Nesta sua revisitação à Penha, o escritor deixa uma sentida homenagem a José de Pina, que foi seu professor e se tornou seu amigo, um dos “homens mais bondosos e mais simples que encontrei na vida”.
A
Guimarães do meu futuro
A
Guimarães do meu tempo de académico liceal não tinha a área nem o
aspecto tentacular dos dias de hoje — vivia apinhada em redor da
Nosso Senhora da Oliveira, à sombra das suas pedras seculares, e
estendia-se, num esforço que não conseguia dominar completamente os
espaços vazios, para o Campo de Feira, onde mercadejavam as mais
variadas espécies agrícolas, e para a estação do caminho de
ferro, onde as árvores bracejavam solitárias de encontro aos muros
sem cal.
Em
redor do Castelo havia um punhado de edificações canhestras, e os
Paços dos Duques de Bragança eram maculados pela presença dum
quartel pouco respeitador dos seus claustros e da sua trabalhada
silharia. O D. Afonso Henriques mostrava uma feia mas altiva catadura
no meio do Toural, em frente da igreja de S. Pedro, e a Rua de S.
Dâmaso, marginada de casas sombrias e misteriosas, afunilava um
trânsito que então não existia. O campo dr futebol era num largo
terreiro em frente do cemitério, balizado por um enorme penedo feito
rolar da Penha, segundo a tradição, pelo esforço ingente de alguns
dos nossos avoengos...
Aluno
do Colégio do Padre Zé Maria, antes da fusão com o Internato
Municipal, os meus passeios predilectos, quando o tempo estiava e o
sol brilhava com intensidade nas alturas, ou eram à Penha, que
descia a corta-mato numa competição que o coração aguentava sem
dar mostras de fadiga, ou ao Convento da Costa um labirinto de buxo
fazia as minhas delícias infantis, ou para a sombra das carvalheiras
que, a caminho de Fafe, ainda hoje são acolhedoras e convidativas.
Mas
era para a Penha que os meus passos se dirigiam com mais desembaraço,
se acontecia encontrar um perfeito do Colégio de feição e com o
gosto de andarilho. Aquele
romper para diante por caminhos que nos conduziam às alturas,
sem as comodidades dum transporte mecânico, não era para a maior
parte dos contemplativos vigilantes do colégio mais dados às
musas, como um Sr. Bezerra, com quem embirrava o meu bocado, ou às
latinadas da Eneida, como um Padre Arménio. que depois veio a ser
professor do Liceu. Poucos se dispunham à caminhada. Mas quando eu e
os outros alunos encontrávamos algum disposto a aturar o nosso
capricho, quando chegávamos lá acima cansados, mas satisfeitos, era
um deslumbramento. A agressividade rude da Penha, com os penedos
ciclópicos semeados no cabeço ou suspensos no abismo, aquele
arranjo telúrico duma convulsão espasmódica da crosta terrestre,
contrastava com a paisagem serena do vale, onde a cidade branquejava,
e com a mancha esverdeada que te estendia para além de S. Torcato. O
Ave serpenteava em lances discretos por entre modestos outeiros, e
uma cortina de montes fechava a largueza dos olhos na serrania do
Gerês e da Falperra, onde o Sameiro mostrava a sua cúpula branca no
azul ferrete do céu.
--------------------------------------------------
Desafio 1:
Filtre as linhas abaixo e copie todas as que contêm a palavra "face".
O texto e as linhas vêm de fontes distintas.
--------------------------------------------------
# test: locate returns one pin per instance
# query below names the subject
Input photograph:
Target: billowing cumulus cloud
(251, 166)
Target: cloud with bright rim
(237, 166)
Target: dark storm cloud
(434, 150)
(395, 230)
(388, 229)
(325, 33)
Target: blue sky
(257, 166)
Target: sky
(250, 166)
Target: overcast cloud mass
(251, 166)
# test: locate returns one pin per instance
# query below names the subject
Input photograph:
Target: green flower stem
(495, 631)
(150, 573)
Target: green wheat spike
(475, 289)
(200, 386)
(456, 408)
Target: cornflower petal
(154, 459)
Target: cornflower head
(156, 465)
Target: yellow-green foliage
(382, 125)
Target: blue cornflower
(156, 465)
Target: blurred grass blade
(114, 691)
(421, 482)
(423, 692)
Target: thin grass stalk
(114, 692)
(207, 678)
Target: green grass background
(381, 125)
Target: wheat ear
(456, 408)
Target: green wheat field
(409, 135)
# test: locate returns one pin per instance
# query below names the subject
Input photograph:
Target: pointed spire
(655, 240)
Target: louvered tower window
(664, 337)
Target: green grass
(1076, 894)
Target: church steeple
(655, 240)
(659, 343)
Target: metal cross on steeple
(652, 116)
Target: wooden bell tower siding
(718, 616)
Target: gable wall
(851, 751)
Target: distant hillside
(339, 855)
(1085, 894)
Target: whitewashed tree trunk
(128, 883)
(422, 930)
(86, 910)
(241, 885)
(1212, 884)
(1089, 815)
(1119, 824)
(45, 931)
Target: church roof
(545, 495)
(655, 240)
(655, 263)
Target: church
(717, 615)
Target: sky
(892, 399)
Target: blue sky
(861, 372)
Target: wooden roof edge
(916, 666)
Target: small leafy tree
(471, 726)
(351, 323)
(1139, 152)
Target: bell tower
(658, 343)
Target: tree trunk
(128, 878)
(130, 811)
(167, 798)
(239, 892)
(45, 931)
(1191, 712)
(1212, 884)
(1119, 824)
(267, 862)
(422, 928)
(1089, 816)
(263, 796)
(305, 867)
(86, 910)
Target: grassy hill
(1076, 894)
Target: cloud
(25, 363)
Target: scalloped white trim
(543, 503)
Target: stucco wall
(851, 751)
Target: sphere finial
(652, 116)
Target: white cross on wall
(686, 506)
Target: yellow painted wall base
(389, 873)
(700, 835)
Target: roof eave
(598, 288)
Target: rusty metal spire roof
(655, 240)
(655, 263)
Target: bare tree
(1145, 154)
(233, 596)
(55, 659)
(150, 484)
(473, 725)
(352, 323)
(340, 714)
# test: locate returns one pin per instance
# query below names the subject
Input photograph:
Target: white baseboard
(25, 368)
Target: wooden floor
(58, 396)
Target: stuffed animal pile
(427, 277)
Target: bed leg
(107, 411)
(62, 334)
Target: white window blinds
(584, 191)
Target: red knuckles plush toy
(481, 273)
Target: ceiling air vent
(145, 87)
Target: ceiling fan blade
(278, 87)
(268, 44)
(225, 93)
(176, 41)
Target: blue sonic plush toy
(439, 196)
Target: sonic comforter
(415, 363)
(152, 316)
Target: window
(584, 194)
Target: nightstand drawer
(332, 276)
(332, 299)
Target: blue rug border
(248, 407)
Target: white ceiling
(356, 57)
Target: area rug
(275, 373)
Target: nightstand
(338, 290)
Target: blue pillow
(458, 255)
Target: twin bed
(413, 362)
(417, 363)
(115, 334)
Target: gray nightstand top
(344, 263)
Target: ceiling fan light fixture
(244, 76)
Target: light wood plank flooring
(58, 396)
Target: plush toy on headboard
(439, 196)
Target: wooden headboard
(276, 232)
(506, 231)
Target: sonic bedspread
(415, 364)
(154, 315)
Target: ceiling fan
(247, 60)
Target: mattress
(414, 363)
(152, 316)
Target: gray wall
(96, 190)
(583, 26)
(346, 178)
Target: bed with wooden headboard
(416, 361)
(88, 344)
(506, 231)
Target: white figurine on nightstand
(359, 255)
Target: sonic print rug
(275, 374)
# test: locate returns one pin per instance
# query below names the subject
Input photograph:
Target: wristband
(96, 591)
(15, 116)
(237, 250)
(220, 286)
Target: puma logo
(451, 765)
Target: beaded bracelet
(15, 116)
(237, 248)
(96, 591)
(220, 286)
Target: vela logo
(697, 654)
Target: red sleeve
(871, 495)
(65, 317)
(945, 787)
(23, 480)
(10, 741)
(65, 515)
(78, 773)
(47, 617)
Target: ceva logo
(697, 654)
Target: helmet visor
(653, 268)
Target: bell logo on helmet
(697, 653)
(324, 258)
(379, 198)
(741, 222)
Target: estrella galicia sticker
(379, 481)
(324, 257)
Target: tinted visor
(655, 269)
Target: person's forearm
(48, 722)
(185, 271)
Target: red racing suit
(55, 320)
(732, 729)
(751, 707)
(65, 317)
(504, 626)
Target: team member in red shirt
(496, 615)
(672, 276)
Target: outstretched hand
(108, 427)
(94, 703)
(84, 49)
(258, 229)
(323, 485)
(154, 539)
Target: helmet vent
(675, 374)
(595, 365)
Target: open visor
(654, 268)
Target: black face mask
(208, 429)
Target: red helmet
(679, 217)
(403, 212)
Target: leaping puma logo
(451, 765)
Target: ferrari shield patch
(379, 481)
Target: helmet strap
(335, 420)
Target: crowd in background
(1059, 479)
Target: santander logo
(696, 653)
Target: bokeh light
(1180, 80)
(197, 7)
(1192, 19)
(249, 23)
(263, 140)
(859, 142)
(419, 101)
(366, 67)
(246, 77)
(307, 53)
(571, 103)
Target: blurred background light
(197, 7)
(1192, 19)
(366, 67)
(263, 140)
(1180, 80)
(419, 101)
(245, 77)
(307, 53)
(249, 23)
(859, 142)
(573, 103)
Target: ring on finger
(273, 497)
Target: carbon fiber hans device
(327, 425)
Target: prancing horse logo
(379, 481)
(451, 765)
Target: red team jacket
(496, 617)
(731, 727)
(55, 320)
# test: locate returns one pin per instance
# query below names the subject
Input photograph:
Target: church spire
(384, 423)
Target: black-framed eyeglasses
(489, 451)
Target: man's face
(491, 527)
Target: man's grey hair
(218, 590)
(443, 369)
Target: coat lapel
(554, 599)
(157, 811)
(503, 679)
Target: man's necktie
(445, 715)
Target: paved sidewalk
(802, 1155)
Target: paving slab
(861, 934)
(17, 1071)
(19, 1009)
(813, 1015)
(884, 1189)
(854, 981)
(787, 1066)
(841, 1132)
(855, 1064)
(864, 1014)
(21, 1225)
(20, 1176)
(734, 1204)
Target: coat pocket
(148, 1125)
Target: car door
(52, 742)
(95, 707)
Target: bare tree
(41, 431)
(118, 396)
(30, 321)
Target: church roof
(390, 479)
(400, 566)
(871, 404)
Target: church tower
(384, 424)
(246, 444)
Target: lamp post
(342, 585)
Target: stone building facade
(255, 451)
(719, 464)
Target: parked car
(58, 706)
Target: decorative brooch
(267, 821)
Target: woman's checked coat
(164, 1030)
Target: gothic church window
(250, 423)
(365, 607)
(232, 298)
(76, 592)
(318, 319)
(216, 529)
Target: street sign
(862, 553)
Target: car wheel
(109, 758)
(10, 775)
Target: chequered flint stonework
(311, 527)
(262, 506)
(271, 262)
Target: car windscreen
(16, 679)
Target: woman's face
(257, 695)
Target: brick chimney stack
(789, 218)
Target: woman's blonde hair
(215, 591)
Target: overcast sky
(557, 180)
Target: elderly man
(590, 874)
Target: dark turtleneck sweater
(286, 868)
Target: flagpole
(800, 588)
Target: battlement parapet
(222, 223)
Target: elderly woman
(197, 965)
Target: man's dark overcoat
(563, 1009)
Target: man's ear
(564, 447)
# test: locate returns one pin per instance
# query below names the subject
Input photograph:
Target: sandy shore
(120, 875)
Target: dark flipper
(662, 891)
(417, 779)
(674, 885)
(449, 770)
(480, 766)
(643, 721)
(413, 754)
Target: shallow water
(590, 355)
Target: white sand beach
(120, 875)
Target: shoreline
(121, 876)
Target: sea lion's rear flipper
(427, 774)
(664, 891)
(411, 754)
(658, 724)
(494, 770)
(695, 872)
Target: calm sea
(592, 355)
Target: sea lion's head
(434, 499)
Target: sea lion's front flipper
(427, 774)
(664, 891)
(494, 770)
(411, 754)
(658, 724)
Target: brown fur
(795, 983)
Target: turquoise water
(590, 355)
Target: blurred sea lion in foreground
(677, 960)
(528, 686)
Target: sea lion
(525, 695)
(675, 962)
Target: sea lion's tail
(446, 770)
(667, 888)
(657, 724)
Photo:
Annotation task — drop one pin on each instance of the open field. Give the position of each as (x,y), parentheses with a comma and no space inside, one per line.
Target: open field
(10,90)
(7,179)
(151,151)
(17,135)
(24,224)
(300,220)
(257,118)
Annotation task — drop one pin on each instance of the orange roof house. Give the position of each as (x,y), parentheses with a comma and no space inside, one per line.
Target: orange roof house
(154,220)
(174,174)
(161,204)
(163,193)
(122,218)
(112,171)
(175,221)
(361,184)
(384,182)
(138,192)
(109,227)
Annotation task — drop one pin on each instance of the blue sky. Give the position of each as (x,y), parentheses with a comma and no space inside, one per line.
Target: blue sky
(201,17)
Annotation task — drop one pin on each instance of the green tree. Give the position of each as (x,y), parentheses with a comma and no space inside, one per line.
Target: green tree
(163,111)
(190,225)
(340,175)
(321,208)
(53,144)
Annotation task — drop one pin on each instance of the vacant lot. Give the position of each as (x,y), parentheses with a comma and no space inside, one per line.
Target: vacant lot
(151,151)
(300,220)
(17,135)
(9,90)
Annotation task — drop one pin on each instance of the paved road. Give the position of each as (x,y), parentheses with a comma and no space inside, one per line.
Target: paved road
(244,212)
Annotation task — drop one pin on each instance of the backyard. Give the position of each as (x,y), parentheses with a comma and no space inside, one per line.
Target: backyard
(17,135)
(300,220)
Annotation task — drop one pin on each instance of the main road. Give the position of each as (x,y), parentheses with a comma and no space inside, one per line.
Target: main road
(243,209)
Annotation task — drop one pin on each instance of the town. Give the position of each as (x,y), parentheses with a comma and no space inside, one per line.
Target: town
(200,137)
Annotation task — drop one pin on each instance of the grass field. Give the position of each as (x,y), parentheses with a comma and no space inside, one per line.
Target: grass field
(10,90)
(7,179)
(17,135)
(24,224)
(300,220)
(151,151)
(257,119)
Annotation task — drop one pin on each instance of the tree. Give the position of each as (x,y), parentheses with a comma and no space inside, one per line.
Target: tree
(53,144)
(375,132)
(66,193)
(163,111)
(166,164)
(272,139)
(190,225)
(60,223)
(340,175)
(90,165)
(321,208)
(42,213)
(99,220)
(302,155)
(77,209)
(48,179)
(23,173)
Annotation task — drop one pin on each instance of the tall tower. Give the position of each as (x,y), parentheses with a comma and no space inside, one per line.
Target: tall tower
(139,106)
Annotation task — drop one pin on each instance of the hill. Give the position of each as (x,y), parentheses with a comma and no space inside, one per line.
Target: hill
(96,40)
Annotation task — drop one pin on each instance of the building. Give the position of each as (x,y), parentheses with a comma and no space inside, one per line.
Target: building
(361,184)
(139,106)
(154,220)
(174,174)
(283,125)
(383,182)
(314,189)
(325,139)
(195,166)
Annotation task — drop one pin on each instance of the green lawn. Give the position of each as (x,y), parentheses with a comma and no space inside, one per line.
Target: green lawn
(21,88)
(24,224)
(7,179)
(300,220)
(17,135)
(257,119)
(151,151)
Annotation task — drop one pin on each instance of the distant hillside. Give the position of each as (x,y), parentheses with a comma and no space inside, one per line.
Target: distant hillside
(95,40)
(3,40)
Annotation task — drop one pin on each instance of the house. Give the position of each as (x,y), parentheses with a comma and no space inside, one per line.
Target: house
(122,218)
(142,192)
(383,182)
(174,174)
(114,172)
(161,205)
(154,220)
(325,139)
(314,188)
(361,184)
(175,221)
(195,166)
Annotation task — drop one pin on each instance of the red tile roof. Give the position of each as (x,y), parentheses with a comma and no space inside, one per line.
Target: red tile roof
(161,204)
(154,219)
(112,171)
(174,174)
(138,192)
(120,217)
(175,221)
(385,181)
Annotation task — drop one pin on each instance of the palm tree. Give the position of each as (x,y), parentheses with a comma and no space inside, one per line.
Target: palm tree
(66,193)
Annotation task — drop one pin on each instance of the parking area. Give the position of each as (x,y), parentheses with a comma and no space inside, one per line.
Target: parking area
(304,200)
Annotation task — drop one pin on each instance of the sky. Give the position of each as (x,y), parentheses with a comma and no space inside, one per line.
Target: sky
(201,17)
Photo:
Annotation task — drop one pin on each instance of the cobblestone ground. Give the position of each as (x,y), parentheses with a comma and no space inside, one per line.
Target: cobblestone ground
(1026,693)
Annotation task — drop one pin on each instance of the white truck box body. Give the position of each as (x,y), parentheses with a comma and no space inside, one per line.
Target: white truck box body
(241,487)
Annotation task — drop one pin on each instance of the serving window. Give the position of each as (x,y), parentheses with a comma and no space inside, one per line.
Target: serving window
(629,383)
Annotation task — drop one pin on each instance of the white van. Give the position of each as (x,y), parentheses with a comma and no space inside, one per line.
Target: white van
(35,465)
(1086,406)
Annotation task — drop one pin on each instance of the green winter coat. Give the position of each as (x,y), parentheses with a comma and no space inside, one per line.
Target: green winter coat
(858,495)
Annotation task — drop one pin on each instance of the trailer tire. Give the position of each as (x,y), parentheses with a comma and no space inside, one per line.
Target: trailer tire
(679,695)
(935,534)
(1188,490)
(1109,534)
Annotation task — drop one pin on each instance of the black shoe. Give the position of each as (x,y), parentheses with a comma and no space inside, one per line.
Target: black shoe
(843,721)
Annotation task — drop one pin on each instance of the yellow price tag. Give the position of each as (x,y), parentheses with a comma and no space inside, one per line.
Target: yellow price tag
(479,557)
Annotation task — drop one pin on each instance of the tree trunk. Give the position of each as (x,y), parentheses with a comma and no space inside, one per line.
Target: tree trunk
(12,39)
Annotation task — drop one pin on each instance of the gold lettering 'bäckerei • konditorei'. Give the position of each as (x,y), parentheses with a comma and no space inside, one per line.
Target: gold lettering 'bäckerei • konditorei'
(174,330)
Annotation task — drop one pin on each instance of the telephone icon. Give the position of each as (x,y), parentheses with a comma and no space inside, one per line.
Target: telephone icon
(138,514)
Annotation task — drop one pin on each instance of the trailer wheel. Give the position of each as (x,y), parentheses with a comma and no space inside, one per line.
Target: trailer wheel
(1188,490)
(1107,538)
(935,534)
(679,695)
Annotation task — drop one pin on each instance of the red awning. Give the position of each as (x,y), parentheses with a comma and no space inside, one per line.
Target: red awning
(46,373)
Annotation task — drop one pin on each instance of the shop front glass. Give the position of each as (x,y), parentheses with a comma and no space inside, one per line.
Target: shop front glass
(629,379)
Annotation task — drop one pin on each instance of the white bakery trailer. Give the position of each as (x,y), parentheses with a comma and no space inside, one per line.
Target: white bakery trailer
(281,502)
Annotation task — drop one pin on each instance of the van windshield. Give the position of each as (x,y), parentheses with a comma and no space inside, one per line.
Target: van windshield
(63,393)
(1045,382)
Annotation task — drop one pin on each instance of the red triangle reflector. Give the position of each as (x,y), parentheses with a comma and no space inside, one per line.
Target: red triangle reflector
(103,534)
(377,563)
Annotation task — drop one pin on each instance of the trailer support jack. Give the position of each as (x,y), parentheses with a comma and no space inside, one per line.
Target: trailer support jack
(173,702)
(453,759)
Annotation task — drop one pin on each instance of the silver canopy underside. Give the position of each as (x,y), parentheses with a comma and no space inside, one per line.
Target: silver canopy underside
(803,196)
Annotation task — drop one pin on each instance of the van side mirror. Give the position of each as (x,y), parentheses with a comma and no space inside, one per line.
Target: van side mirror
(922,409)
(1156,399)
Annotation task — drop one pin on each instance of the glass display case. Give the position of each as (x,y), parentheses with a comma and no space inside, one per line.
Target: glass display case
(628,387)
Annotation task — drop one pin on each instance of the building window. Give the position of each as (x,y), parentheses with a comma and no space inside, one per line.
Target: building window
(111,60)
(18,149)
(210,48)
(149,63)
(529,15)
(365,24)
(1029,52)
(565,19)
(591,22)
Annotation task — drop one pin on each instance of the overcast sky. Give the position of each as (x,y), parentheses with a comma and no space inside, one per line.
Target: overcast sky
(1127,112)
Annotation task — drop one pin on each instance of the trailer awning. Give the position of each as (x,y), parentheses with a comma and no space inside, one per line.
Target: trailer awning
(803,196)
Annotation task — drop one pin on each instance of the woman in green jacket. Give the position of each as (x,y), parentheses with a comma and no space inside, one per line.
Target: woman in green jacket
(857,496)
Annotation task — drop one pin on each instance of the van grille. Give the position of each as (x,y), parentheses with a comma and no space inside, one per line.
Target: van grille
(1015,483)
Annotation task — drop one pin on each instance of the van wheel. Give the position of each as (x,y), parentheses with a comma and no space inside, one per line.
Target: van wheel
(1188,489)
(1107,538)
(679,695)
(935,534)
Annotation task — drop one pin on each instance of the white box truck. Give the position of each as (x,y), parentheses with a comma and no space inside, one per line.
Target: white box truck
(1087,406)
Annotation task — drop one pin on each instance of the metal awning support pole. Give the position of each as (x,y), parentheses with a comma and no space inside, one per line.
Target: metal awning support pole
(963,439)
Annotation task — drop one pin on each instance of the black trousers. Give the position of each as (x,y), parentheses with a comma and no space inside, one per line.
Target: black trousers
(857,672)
--------------------------------------------------
Desafio 2:
Troque "carvalheiras" por "castanheiras" no trecho do texto que vai de "Dâmaso, marginada de" até "acolhedoras e convidativas.", inclusive, e escreva esse trecho.

Resposta escrita 1:
Target: black face mask
Target: man's face
Target: woman's face

Resposta escrita 2:
Dâmaso, marginada de casas sombrias e misteriosas, afunilava um
trânsito que então não existia. O campo dr futebol era num largo
terreiro em frente do cemitério, balizado por um enorme penedo feito
rolar da Penha, segundo a tradição, pelo esforço ingente de alguns
dos nossos avoengos...
Aluno
do Colégio do Padre Zé Maria, antes da fusão com o Internato
Municipal, os meus passeios predilectos, quando o tempo estiava e o
sol brilhava com intensidade nas alturas, ou eram à Penha, que
descia a corta-mato numa competição que o coração aguentava sem
dar mostras de fadiga, ou ao Convento da Costa um labirinto de buxo
fazia as minhas delícias infantis, ou para a sombra das castanheiras
que, a caminho de Fafe, ainda hoje são acolhedoras e convidativas.